- _SECTION DE TEXTE_
====================

4. Le 11 juin 2024, la plaignante a déposé une plainte auprès du Bureau des normes professionnelles du Grand prévôt des Forces canadiennes (GPFC).
Traitement de la plainte par le GPFC
5. Le 30 juillet 2024, le bureau du GPFC adjoint a fermé le dossier, sans enquêter sur la plainte, en concluant que le dossier est « traité de manière plus appropriée au moyen de l’enquête criminelle en cours sur lesdites allégations liées à la conduite en faveur des policiers militaires visés » conformément à l'alinéa 250.28(2)b) de la Loi sur la défense nationale (LDN).
6. Le 6 septembre 2024, j’ai écrit une lettre au GPFC de l’époque expliquant que l’alinéa 250.28(2)b) de la LDN permet au GPFC de mettre fin à une enquête des normes professionnelles, ou de refuser d’ouvrir une enquête, sur une plainte pour inconduite lorsqu’il existe une autre procédure prévue par une loi qui est plus appropriée pour traiter l’affaire. Cette disposition, ainsi que les alinéas 250.28(2)a) (futile et vexatoire) et c) (inutile ou exagérément difficile de procéder à l’enquête), constituent les seules exceptions à l’obligation légale du GPFC au paragraphe 250.28(1) de la LDN d’enquêter sur les plaintes pour inconduite qui ne sont pas réglées à l’amiable ou en vertu du paragraphe 250.27(4). J’ai insisté sur le fait que l’attente claire du régime de surveillance de la police militaire établi dans la LDN est qu’en dehors du règlement à l’amiable (et des exceptions prévues au paragraphe 250.27(4)) ou au paragraphe 250.28(2) de la LDN, le GPFC n’a aucun pouvoir discrétionnaire et doit statuer sur le fond sur les plaintes pour inconduite.
7. J’ai également expliqué que, bien qu’un même événement puisse donner lieu aux deux processus, une plainte pour inconduite n’est pas « traitée de manière plus appropriée » au moyen d’une enquête criminelle. Le fait qu’une enquête criminelle puisse couvrir les mêmes éléments qu’une plainte pour inconduite (ce qui n’est toujours pas clair à mes yeux en l’espèce, car je n’ai pas encore reçu la divulgation) n’a aucune incidence sur la recevabilité de la plainte contre la police militaire. Les deux processus sont importants, mais ne se remplacent pas l’un l’autre.
8. Une enquête criminelle ne saurait remplacer une enquête sur une plainte pour inconduite, laquelle est mandatée par le Parlement et assortie d’exigences de transparence et de reddition de comptes. Par exemple, dans une enquête criminelle, le plaignant n’a pas le même droit d’être informé des progrès ou des résultats de l’enquête.

====================

- _DONNÉES DE L'EXERCICE_
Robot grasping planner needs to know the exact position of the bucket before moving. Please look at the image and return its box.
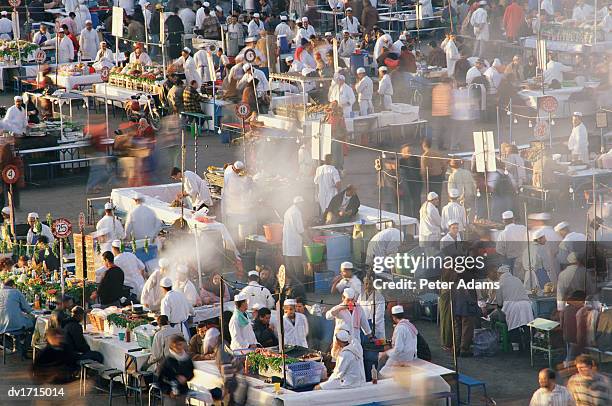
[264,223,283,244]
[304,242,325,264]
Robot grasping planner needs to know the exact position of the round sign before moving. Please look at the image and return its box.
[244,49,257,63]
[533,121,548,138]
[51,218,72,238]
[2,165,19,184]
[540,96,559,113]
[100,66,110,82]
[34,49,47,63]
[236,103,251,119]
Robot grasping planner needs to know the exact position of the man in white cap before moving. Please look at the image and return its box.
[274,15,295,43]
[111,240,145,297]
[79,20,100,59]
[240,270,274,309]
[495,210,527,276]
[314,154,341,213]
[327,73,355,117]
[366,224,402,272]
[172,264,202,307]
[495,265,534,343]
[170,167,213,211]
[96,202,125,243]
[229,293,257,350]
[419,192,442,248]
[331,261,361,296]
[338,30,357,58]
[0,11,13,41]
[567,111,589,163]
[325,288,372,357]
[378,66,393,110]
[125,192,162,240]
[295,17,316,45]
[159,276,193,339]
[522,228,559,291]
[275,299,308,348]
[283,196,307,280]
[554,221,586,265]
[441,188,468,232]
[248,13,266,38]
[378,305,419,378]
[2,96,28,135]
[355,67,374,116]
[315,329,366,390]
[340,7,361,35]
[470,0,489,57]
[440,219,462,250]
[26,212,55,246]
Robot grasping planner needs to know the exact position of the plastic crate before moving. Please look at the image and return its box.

====================

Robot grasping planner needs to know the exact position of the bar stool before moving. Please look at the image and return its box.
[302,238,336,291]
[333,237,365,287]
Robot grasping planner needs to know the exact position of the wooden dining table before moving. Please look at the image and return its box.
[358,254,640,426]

====================

- _QUESTIONS À TRAITER_
1. Répondez aux questions suivantes sur la section de texte :
(a) À quelle date la plaignante a-t-elle déposé sa plainte auprès du Bureau des normes professionnelles ?
(b) Quel alinéa de la LDN le bureau du GPFC adjoint a-t-il invoqué pour fermer le dossier ?
(c) Dans une enquête criminelle, de quoi le plaignant n'a-t-il pas le même droit d'être informé ?
2. Présentez sous forme de liste JSON de chaînes, à raison d'une chaîne par ligne et sans les lignes vides, le passage des rangées qui s'ouvre sur la ligne contenant "of the round" et se ferme sur la ligne contenant "[236,103,251,119]", ces deux lignes comprises.

- _CORRIGÉ DES EXERCICES_
1.
(a) Le 11 juin 2024.
(b) L'alinéa 250.28(2)b).
(c) Des progrès ou des résultats de l'enquête.

2.
[
  "Robot grasping planner needs to know the exact position of the round sign before moving. Please look at the image and return its box.",
  "[244,49,257,63]",
  "[533,121,548,138]",
  "[51,218,72,238]",
  "[2,165,19,184]",
  "[540,96,559,113]",
  "[100,66,110,82]",
  "[34,49,47,63]",
  "[236,103,251,119]"
]